**Description of the task**.
Repeat exactly the opening lines of the records, ending with the line that contains "box: [240, 95, 266, 123]".

**Records shown**.
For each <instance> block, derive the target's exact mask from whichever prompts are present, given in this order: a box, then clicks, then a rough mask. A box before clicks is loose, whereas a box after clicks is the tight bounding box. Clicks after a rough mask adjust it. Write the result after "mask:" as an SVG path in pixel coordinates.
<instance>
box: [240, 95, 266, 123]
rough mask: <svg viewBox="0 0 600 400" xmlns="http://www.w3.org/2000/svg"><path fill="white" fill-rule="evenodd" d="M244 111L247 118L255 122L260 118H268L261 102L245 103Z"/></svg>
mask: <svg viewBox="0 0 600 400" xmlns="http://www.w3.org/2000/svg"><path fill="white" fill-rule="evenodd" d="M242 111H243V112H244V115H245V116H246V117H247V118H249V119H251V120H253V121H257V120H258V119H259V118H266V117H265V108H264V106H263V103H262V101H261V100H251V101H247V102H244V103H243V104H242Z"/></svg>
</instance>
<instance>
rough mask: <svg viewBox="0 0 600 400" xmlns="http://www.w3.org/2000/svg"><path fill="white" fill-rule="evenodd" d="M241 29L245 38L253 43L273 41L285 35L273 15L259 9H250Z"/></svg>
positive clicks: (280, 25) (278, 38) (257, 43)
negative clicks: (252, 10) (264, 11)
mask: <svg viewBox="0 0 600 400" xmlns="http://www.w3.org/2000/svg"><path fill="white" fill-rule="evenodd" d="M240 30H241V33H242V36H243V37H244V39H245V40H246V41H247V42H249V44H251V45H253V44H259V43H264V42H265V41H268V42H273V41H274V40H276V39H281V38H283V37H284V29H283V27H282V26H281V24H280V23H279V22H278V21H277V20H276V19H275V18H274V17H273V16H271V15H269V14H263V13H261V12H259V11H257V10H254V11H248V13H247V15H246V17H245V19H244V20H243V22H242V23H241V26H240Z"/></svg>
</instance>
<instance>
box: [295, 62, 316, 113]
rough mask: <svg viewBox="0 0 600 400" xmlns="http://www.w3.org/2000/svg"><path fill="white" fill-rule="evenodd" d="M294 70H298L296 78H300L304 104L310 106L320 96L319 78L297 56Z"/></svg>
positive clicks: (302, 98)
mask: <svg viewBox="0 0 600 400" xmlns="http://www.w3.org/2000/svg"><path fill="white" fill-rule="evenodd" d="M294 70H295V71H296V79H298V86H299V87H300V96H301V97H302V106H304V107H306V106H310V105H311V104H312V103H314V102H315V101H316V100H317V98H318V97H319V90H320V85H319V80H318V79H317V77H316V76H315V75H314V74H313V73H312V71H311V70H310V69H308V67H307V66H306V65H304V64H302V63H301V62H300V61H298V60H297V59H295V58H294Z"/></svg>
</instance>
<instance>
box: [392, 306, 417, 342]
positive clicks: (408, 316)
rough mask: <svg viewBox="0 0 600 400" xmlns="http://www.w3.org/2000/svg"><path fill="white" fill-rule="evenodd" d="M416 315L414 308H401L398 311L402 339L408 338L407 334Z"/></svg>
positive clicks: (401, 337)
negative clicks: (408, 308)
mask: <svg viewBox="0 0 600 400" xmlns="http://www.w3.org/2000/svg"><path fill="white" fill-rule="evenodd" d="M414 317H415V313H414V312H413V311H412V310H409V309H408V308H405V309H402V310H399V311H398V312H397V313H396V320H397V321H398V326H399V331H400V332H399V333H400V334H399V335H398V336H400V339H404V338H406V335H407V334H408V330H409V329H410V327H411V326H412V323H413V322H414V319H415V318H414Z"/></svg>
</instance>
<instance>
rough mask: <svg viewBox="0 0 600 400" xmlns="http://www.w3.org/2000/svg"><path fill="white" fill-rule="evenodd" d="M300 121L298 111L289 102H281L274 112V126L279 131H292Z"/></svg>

**Solution to this task**.
For each <instance> block, derive the target's exact mask from whichever prompts are present, given in this order: a box, then clicks, then a rough mask. A box before clicks is loose, whereas a box after clicks is the tight bounding box. Clicks after a rough mask adjust it. Write the result after "mask:" as an SVG path in pixel coordinates.
<instance>
box: [240, 95, 266, 123]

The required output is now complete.